PROBLEM TO SOLVE ▸
Write out the entries, please, from the line containing "Annotate each instance of the blonde" through their final line, exactly and with nothing else.

** START OF DATA PROVIDED **

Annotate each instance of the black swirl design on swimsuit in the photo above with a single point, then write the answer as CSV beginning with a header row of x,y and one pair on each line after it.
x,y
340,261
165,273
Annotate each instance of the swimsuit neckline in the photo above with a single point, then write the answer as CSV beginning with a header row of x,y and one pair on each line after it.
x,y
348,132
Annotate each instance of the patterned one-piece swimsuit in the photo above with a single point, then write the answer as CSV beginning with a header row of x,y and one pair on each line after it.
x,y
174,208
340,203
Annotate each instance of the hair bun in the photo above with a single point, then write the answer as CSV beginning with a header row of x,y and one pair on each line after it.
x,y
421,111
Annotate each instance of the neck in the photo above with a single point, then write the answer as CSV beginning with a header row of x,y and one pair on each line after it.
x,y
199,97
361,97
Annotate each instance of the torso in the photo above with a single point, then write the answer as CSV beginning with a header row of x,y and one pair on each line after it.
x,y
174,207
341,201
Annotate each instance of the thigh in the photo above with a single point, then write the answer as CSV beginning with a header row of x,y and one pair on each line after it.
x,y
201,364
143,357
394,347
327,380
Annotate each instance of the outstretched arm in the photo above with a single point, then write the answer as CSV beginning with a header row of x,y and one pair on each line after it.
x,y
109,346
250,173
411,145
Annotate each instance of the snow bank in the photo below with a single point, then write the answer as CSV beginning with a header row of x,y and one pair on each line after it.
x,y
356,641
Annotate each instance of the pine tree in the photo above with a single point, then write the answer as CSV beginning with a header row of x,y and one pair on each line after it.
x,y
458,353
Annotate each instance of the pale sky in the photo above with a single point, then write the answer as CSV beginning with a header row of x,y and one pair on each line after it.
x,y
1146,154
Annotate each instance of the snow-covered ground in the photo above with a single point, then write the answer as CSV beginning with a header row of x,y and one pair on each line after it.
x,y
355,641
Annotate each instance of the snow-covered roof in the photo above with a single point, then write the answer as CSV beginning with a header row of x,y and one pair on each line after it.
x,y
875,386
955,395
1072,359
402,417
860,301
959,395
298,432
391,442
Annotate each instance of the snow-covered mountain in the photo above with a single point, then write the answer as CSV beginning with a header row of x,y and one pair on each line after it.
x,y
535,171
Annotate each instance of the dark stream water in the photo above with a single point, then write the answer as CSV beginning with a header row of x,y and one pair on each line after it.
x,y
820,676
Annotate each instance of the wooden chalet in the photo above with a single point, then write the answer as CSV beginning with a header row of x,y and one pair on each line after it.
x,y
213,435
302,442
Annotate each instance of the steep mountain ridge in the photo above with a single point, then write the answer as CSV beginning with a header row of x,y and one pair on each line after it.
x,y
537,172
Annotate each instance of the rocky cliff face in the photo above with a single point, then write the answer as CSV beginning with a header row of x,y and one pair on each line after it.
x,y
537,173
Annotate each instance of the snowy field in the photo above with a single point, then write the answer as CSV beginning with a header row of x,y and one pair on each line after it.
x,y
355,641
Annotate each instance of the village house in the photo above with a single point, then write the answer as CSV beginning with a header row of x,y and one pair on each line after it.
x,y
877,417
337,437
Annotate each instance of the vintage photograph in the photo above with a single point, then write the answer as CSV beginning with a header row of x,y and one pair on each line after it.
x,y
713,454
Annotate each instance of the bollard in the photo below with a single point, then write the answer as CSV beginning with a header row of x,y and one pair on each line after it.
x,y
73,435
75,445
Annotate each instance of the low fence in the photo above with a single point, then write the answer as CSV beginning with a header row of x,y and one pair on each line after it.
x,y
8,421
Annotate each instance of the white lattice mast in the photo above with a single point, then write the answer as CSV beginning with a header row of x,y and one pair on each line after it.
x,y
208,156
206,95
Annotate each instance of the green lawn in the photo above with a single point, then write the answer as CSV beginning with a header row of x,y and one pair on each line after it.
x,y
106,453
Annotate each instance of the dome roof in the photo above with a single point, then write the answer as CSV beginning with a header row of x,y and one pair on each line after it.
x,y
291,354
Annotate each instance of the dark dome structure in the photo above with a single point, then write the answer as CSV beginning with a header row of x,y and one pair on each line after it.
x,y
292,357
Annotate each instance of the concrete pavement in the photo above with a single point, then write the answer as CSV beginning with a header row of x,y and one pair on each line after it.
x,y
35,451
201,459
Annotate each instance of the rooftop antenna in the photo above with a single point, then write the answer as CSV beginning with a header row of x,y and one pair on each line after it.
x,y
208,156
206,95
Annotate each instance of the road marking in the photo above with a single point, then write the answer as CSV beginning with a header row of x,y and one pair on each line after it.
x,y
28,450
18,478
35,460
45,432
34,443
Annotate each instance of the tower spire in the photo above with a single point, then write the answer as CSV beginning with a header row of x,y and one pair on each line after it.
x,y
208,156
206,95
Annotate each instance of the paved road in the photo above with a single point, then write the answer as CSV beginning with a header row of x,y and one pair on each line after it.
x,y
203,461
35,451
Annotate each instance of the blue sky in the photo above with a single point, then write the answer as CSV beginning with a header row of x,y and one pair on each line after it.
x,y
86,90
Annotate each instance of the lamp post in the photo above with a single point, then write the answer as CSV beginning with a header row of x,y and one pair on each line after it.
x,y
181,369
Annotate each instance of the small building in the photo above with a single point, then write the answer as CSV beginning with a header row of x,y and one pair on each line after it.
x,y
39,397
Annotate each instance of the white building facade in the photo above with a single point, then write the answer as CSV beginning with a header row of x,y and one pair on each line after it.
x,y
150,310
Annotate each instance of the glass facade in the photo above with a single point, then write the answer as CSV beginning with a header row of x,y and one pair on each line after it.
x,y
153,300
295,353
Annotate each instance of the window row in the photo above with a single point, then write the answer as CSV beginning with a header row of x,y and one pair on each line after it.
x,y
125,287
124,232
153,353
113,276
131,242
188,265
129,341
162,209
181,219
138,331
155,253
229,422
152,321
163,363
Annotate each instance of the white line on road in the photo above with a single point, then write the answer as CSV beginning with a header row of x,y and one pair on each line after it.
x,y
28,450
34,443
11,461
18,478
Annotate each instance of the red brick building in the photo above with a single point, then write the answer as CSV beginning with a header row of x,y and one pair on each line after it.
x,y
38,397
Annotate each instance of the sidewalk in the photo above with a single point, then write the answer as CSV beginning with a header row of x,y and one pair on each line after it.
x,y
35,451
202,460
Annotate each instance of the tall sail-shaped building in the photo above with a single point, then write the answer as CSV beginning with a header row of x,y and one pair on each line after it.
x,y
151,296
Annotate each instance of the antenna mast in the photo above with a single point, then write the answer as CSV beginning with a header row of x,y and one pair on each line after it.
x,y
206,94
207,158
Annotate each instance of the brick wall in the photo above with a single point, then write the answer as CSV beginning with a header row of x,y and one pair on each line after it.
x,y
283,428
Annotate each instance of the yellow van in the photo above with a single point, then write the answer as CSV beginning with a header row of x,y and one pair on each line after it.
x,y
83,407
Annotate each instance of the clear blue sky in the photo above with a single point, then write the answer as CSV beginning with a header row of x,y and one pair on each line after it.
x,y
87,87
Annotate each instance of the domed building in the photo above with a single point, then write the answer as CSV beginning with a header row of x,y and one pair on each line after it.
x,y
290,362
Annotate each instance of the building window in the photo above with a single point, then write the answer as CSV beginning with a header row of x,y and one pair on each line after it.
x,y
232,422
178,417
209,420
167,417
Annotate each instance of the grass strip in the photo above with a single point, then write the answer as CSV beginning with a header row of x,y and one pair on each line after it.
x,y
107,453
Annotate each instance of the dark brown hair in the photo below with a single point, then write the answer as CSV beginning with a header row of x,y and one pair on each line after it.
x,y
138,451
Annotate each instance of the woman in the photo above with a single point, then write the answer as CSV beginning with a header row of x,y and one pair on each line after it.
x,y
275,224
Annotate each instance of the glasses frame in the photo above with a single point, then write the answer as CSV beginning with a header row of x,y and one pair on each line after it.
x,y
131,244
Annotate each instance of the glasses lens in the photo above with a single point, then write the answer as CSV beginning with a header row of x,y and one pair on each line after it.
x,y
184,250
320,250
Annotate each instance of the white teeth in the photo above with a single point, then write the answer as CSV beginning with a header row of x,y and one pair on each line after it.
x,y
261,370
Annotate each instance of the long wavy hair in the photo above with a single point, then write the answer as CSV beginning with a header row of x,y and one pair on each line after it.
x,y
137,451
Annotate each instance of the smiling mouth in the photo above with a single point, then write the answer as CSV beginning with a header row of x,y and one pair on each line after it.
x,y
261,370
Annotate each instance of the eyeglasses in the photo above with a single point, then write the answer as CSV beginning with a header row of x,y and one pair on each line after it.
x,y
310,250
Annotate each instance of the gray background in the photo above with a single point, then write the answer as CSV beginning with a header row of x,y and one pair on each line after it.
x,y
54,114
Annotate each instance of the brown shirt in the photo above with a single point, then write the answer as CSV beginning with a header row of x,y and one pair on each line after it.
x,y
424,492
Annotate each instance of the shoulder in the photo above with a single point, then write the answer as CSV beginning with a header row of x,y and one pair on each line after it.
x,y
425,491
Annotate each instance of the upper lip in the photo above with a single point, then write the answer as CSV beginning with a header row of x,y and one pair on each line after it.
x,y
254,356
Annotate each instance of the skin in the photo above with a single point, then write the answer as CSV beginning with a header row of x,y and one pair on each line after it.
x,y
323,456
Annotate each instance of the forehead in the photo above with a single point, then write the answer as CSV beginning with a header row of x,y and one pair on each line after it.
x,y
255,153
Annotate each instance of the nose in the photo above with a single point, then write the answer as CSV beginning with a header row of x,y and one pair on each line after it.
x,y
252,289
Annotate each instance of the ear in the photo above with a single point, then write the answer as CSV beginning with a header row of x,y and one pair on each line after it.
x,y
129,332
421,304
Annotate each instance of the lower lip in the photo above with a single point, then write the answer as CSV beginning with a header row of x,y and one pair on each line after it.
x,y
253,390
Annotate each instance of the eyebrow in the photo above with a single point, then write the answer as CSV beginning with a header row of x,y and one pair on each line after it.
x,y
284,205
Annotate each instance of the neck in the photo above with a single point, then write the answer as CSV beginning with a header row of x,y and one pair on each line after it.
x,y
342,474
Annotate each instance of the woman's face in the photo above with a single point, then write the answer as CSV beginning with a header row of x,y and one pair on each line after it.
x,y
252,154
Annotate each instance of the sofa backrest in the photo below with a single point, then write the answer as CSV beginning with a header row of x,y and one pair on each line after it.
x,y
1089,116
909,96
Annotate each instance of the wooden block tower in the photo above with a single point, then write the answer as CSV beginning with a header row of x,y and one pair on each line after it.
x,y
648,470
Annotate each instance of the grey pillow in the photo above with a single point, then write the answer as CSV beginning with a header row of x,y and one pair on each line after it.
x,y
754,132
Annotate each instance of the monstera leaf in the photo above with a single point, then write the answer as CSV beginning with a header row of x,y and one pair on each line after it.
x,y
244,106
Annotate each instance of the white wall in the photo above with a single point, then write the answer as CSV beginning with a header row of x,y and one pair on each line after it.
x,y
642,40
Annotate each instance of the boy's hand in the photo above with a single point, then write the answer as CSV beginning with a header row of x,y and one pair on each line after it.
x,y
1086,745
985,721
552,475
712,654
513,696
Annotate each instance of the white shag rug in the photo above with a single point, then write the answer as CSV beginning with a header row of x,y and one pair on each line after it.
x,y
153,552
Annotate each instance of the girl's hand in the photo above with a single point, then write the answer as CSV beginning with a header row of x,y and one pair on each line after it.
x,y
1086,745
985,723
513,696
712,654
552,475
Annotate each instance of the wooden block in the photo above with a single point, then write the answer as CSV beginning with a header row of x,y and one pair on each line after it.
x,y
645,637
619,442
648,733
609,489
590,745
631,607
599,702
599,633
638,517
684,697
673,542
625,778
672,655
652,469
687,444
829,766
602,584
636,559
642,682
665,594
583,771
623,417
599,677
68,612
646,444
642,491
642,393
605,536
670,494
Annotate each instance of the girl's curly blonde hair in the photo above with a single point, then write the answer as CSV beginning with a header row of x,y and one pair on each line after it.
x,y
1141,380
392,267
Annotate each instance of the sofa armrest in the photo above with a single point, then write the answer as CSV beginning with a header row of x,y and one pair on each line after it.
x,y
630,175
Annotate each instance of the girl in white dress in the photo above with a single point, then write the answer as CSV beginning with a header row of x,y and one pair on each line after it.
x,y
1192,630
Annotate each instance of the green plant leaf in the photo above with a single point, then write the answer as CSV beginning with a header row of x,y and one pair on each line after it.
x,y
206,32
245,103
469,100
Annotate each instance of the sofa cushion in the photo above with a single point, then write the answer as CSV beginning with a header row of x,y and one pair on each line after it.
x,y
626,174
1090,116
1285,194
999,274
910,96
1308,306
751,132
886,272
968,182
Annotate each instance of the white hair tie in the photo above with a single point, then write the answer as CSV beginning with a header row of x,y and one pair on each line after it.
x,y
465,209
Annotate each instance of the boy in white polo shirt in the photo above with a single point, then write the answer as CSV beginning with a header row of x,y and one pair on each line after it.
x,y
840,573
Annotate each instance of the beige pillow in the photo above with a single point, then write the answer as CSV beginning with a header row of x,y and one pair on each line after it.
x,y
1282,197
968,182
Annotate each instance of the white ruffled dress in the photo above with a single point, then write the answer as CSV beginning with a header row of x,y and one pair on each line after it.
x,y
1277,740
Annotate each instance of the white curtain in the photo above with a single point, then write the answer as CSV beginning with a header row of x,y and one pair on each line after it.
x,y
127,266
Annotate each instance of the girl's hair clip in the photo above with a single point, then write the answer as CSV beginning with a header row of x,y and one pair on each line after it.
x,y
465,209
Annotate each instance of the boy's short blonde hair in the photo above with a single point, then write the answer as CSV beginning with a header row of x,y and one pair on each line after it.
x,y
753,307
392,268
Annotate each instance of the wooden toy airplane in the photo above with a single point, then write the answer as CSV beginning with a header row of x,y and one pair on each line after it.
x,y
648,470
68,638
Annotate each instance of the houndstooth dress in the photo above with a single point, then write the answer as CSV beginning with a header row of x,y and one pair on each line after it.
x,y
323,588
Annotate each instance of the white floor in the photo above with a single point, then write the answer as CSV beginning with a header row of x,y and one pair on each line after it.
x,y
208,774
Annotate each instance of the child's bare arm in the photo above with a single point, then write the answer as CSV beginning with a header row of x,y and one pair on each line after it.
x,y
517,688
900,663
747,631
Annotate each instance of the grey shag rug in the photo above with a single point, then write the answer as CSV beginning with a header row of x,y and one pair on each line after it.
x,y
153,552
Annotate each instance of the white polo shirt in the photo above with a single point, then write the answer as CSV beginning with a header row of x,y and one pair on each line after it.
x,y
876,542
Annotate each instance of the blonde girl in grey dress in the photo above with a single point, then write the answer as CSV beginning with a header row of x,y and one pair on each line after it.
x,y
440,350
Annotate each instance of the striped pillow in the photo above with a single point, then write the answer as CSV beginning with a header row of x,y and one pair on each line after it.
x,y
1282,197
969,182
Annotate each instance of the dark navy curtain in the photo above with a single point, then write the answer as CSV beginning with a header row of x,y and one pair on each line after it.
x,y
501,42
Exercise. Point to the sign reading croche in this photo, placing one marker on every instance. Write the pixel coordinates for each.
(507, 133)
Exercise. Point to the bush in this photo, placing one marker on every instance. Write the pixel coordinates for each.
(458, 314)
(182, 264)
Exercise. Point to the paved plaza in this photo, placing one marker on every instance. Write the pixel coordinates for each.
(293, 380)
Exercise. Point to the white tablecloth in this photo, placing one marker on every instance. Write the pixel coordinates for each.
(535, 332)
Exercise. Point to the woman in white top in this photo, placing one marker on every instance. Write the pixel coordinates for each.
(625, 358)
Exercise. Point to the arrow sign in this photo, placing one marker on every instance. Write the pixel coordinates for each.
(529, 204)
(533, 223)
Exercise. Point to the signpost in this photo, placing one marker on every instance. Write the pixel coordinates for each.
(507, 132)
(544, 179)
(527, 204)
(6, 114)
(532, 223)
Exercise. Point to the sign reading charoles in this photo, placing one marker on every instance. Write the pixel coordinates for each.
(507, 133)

** END OF DATA PROVIDED **

TASK RESULT ▸
Annotate each instance of the blonde girl in grey dress in the photo above with a single point, then write the answer as CSV beginning with a header row of x,y and one pair on each line after it.
x,y
440,350
Annotate each instance of the striped pillow in the photo above with a single point, then write the answer as CSV beginning with a header row of x,y and one pair on each line after it.
x,y
1282,197
969,182
Annotate each instance of the dark navy curtain in the photo above with a single point, then write the answer as CSV beginning with a header row of x,y and one pair on each line after it.
x,y
501,42
Exercise. Point to the sign reading croche in this photo, placing one marker on every instance. Write the pixel coordinates for each.
(507, 133)
Exercise. Point to the bush in this photo, placing one marker on every instance. Write the pixel coordinates for each.
(458, 314)
(182, 264)
Exercise. Point to the paved plaza in this photo, placing one marker on every instance. Write the pixel coordinates for each.
(293, 380)
Exercise. Point to the white tablecloth in this photo, placing one marker on every instance. Write the pixel coordinates for each.
(535, 332)
Exercise. Point to the woman in white top in this photo, placing one marker on every instance. Write the pixel coordinates for each.
(625, 358)
Exercise. Point to the arrow sign in this photo, placing one marker on every instance. Write the pixel coordinates for each.
(529, 204)
(533, 223)
Exercise. Point to the signpost in this photo, placing one marker on every instance. Write the pixel coordinates for each.
(507, 132)
(544, 179)
(527, 204)
(6, 114)
(532, 223)
Exercise. Point to the sign reading charoles in this photo, placing one marker on every instance. Write the pixel coordinates for each.
(507, 133)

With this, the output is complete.